■ TASK STATEMENT
Report every line of the material below that contains the string "help", copying each such line in full.

(Entries for labeling bounding boxes)
------------------------------

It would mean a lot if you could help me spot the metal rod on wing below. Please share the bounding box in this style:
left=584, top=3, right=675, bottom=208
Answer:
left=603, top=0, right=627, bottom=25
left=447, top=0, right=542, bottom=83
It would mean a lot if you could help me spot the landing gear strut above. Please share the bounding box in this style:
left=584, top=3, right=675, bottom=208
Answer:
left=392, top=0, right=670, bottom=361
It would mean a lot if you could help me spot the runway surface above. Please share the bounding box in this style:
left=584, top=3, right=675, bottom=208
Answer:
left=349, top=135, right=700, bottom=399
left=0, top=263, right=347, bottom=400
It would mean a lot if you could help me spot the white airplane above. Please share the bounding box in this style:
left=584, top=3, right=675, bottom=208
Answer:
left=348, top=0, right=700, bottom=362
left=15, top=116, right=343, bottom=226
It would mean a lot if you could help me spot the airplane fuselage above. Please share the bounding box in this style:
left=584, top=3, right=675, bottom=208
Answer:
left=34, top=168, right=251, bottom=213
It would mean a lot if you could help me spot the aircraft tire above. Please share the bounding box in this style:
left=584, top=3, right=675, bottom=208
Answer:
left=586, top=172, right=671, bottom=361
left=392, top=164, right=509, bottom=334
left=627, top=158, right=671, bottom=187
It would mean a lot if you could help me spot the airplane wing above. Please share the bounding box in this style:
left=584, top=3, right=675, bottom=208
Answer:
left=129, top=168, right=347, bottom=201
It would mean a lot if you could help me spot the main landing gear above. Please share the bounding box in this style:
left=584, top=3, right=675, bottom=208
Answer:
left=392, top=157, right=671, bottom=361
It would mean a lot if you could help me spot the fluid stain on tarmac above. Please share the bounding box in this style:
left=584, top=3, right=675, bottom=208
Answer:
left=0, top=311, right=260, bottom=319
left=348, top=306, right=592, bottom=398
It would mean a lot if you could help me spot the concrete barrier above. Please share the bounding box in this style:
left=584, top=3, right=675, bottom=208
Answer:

------------------------------

■ OUTPUT FOR THIS EXERCISE
It would mean a lot if you could help me spot the metal rod on wing below. Please share the bounding box in this style:
It would mean a lot if you could help me spot the landing gear strut above. Please share the bounding box in this style:
It would mean a lot if you could help me spot the runway surface above. Please share the bounding box in this style:
It would mean a lot if you could help me spot the white airplane above. Please share the bounding box in this style:
It would mean a lot if you could help me spot the airplane fuselage above. Please share the bounding box in this style:
It would mean a lot if you could help me spot the aircraft tire above. Please share the bounding box in this style:
It would mean a lot if you could help me spot the airplane wing above. Please share the bounding box in this style:
It would mean a lot if you could help me spot the main landing gear above. Please share the bounding box in this style:
It would mean a lot if you could help me spot the fluid stain on tarmac above. Please share the bounding box in this style:
It would mean a lot if you could help me spot the concrete barrier above. Please share the bounding box in this style:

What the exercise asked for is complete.